## Text section
It's confirmed: Another study shows that U.S. drug spending dropped ever so slightly last year. The obvious culprit is generic drugs, with major blockbusters such as Pfizer's ($PFE) Lipitor and AstraZeneca's ($AZN) Seroquel IR now facing cheap rivals.
But has the drug market absorbed about as much generic use as it can take? Utilization last year stood at 84%, IMS Health reports. That's the highest rate ever. IMS figures that rate can tick upward by two or three more percentage points, but no further.
That's partly because the worst of the patent cliff is passing. As fewer big blockbusters go generic, there's less room for generics growth. And the danger of that, of course, is that the big drop in primary-care drug spending will be surpassed by an even bigger increase in specialty drug costs.
You'll recall that earlier this month, Express Scripts rolled out numbers showing that specialty drug spending had increased by 18.4% last year. And specialty drugs are pharma's primary focus these days, partly because they can bear premium price tags. They're also difficult to copy.

(Saved entries)

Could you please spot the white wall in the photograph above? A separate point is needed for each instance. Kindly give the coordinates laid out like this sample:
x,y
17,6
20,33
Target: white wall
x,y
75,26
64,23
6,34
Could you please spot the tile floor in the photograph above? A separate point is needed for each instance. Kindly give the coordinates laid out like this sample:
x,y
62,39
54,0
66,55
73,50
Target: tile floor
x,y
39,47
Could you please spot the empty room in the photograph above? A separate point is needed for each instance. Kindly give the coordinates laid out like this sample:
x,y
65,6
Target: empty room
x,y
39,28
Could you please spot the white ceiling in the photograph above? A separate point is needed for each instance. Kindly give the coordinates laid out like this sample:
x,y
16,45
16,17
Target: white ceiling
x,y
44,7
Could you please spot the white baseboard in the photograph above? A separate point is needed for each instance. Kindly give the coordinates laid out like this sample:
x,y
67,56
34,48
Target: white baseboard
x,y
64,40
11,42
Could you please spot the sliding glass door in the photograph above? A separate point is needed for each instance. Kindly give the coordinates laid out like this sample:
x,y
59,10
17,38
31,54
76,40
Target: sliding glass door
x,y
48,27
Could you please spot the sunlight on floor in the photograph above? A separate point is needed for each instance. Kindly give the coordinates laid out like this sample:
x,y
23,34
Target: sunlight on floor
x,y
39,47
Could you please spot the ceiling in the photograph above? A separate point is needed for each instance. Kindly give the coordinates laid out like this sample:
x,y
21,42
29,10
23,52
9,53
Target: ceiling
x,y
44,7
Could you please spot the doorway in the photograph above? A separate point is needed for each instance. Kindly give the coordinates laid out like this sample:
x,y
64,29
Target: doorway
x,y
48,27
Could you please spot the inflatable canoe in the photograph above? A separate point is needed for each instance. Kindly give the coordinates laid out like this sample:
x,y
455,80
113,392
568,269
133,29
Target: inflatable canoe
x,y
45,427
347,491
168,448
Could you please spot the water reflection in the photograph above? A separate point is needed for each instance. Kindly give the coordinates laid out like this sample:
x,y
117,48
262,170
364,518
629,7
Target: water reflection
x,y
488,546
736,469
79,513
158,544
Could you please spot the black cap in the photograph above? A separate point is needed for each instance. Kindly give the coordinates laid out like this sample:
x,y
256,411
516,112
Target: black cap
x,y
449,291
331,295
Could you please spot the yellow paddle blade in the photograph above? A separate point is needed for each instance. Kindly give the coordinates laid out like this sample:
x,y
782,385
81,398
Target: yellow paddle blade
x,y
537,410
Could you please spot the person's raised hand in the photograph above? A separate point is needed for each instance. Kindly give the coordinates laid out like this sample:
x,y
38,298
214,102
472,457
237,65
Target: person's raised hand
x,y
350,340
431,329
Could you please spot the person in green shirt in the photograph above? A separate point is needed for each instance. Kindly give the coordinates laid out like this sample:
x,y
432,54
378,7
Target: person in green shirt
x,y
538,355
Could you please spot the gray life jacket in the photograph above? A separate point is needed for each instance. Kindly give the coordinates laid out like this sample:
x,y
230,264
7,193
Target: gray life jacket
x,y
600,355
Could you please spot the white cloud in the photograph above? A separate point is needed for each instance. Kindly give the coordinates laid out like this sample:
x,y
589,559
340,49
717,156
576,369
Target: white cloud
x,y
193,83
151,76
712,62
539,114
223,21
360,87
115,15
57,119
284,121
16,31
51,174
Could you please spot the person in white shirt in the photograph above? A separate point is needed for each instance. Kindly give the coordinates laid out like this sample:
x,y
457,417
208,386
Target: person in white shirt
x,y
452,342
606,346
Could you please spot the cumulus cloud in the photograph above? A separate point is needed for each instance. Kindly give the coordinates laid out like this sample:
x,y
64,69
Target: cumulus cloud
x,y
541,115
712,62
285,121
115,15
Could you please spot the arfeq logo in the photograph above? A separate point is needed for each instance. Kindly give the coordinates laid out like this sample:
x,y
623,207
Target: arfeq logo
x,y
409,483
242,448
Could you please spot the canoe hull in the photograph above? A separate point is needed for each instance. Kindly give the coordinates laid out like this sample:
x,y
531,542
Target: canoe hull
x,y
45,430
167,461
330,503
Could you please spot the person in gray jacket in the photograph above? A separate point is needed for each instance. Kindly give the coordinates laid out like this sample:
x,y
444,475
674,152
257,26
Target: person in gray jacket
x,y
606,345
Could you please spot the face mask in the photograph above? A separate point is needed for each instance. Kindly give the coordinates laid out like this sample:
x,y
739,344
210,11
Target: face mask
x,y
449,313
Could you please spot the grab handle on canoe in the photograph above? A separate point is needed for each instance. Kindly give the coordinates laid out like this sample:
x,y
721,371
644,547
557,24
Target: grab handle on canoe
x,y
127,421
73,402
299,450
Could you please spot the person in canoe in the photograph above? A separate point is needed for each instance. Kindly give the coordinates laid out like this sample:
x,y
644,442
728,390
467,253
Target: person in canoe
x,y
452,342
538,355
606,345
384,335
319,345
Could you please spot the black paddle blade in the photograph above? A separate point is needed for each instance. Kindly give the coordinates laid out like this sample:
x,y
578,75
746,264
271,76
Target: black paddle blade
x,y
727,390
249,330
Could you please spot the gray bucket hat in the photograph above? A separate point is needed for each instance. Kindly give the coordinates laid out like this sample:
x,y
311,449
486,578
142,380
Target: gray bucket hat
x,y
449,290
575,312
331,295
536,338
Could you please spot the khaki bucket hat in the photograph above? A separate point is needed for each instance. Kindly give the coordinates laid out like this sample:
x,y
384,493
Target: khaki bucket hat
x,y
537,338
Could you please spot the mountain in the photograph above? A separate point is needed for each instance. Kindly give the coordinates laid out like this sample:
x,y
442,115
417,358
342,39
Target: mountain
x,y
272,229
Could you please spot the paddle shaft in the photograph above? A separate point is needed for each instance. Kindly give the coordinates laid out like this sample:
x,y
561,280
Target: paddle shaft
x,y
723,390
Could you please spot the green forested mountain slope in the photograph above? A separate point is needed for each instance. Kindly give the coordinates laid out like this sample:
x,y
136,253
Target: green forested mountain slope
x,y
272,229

## Exercises
• 1. List every company named in the text on U.S. drug spending.
• 2. In the text on U.S. drug spending, take the passage starting with "That's partly because" and going on through "specialty drug costs.", and write it out again with "patent cliff" swapped for "wave of patent expirations".
• 3. Resume the text on U.S. drug spending and generic drugs after its final sentence.

## Results for the exercise
• 1. Pfizer, AstraZeneca, IMS Health, Express Scripts

• 2.
That's partly because the worst of the wave of patent expirations is passing. As fewer big blockbusters go generic, there's less room for generics growth. And the danger of that, of course, is that the big drop in primary-care drug spending will be surpassed by an even bigger increase in specialty drug costs.

• 3.
The theory is that payers are willing to pay top dollar for rare-disease drugs and other pricey specialty treatments, because few patients need them. Their price tags may be higher, but their absolute costs, compared with primary-care drugs, are lower. But drugmakers may find themselves back-pedaling on that as insurers and government payers watch the costs add up.
"This is a charmed era that won't last forever," Paul B. Ginsburg, president of the Center for Studying Health System Change, told the NYT. "When you talk to benefits managers at large employers or insurers, the trend of specialty pharma is very, very prominent. You might even say they regard it as their biggest problem."